** Provided information **

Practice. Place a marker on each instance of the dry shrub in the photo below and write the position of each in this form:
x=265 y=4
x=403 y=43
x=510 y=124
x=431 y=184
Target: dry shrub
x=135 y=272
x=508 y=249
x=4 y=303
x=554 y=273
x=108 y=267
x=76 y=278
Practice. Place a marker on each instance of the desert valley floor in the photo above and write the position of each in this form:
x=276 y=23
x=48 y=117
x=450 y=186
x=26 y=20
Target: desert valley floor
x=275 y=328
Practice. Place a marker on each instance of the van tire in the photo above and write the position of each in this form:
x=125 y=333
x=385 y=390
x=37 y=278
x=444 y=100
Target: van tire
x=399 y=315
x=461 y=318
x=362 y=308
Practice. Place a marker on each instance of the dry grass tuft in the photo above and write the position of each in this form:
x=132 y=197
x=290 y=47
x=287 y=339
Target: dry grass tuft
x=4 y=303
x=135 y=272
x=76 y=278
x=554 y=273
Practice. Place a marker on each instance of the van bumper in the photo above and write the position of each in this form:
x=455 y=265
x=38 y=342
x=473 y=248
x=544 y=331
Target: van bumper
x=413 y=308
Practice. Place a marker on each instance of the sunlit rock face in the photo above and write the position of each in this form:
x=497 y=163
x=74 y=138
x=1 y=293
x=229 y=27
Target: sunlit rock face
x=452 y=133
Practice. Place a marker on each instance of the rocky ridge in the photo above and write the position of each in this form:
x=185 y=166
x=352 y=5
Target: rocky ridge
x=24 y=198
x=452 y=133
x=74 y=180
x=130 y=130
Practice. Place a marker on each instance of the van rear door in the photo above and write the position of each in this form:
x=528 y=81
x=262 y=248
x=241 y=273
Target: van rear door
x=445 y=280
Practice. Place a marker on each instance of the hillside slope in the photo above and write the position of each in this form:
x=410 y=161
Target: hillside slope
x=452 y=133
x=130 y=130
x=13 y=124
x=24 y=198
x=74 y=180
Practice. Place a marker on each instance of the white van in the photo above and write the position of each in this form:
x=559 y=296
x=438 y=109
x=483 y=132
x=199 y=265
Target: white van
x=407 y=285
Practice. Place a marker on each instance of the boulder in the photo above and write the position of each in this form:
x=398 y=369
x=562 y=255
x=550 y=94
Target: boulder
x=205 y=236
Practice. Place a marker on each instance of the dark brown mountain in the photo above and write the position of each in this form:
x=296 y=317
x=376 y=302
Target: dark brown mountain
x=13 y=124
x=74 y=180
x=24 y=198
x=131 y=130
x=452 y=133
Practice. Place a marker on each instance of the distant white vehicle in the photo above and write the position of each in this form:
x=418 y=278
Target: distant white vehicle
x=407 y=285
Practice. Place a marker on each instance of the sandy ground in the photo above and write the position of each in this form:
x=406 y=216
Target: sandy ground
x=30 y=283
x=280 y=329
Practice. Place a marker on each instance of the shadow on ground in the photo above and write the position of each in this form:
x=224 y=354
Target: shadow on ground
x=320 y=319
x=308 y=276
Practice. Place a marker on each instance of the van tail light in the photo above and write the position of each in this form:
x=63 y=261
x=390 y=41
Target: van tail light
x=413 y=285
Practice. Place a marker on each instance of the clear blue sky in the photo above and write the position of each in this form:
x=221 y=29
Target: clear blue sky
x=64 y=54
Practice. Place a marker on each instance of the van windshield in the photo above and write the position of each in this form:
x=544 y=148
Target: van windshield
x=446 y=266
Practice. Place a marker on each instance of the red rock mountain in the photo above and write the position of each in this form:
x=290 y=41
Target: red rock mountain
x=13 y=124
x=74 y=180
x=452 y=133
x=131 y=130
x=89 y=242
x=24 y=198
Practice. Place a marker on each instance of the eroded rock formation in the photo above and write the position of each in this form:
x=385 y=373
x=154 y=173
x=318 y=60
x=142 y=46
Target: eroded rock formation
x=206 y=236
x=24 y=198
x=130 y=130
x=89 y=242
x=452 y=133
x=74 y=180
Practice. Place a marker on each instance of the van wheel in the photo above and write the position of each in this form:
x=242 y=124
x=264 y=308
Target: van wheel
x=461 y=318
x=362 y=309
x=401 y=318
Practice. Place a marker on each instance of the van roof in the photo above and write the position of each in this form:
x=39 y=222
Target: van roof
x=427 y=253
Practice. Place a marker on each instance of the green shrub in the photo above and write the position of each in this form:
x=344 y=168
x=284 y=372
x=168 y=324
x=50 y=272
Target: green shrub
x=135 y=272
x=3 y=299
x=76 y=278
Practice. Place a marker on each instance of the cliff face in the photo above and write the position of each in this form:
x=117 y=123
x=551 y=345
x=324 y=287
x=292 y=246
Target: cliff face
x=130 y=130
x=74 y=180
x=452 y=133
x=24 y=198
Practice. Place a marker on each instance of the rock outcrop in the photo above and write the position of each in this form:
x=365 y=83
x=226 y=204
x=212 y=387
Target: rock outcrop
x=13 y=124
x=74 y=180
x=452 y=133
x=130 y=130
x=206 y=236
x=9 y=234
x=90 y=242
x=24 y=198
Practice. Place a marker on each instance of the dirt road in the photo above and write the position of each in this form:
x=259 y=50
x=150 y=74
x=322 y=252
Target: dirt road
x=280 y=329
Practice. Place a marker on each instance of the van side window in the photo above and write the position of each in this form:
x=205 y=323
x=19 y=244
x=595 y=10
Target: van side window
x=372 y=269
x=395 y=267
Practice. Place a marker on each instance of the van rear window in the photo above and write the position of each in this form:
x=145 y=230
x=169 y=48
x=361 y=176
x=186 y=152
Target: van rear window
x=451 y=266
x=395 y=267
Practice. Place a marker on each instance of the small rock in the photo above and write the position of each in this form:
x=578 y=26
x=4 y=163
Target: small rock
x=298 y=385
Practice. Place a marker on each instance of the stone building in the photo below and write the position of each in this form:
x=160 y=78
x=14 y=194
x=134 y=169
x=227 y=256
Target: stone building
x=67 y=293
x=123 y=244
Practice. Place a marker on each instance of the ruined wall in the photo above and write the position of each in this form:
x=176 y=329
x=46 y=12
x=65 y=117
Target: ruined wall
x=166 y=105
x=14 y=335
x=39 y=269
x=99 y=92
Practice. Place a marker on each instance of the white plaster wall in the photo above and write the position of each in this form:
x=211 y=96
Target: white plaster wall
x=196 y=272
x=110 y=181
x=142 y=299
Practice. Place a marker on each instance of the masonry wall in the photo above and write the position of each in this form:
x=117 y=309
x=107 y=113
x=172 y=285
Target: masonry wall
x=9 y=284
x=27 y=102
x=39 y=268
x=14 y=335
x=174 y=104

** Task details **
Rescale everything above from the line containing "Practice. Place a marker on each instance of the hillside" down to the line containing "x=205 y=236", both included, and write out only those lines. Multiply each coordinate listed after a "Target:" line by 0.65 and round to whole numbers, halves up, but copy all other lines unchanged, including the item wording and its sample positions.

** Final answer **
Practice. Place a marker on each instance of the hillside slope in the photo above and write the position of each in this form:
x=410 y=161
Target: hillside slope
x=294 y=86
x=85 y=85
x=8 y=81
x=16 y=129
x=48 y=117
Practice. Place a marker on each instance of the white van in the photo above and write the position of each in this form:
x=559 y=296
x=438 y=109
x=483 y=132
x=199 y=265
Target: white van
x=265 y=185
Practice. Place a marker on each instance of the boulder in the photo above and write the position of each in this form:
x=398 y=369
x=562 y=255
x=550 y=94
Target: boulder
x=133 y=153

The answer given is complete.